Revise the data below by changing "straight edges" to "straight segments". Keep every other line the same, and leave the pictures out of your answer.

Given data:
------------------------------------------------

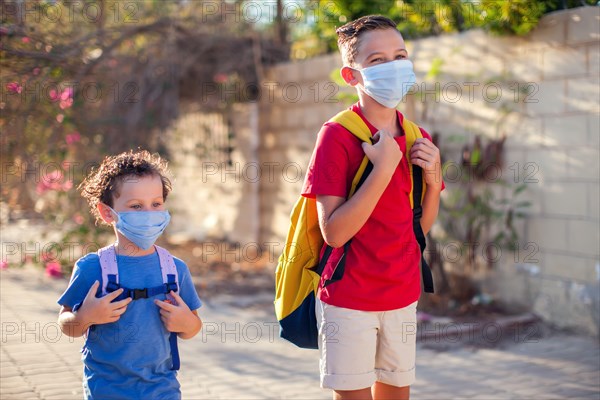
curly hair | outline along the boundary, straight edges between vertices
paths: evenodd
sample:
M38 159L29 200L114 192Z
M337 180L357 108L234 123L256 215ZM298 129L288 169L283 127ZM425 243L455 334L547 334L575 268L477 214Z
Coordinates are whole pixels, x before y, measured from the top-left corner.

------------------------------------------------

Expected output:
curly hair | outline along the boundary, straight segments between vertices
paths: evenodd
sample:
M38 159L29 200L114 192Z
M337 180L357 108L234 123L256 215ZM298 129L288 169L283 127ZM425 243L455 334L547 334L575 268L477 214Z
Coordinates are whole pixels, x before y, measured from the top-left corner.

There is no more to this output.